What is needed
Your task is to copy the listing exactly. Drop any pictures from the copy.

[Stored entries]
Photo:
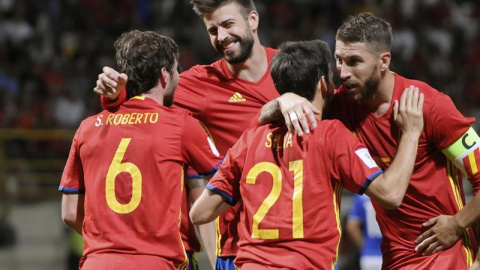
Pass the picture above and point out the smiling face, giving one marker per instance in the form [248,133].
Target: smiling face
[171,86]
[358,68]
[230,32]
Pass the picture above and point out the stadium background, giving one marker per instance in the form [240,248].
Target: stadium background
[51,52]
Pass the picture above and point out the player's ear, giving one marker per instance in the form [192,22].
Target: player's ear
[253,19]
[323,86]
[164,77]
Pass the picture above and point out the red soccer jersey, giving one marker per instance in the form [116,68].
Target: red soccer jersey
[436,185]
[290,189]
[226,105]
[130,165]
[187,229]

Solution
Photo:
Pass the picture above and point out the smiling face, giving one marker per instance in the form [248,133].
Target: smiling face
[171,86]
[358,68]
[230,32]
Pass the picture above and point out the stadium background, giving one marker per instance in the form [240,248].
Target: stadium background
[51,52]
Pass the picture above and point out the player's ear, giving one marker per instance in the form [192,22].
Target: player's ear
[253,19]
[323,86]
[164,77]
Pass the picture above and point out the red soccer jersey, giving one marker per instance in the form [116,68].
Target: red soccer jersey
[436,185]
[290,189]
[226,105]
[130,165]
[187,229]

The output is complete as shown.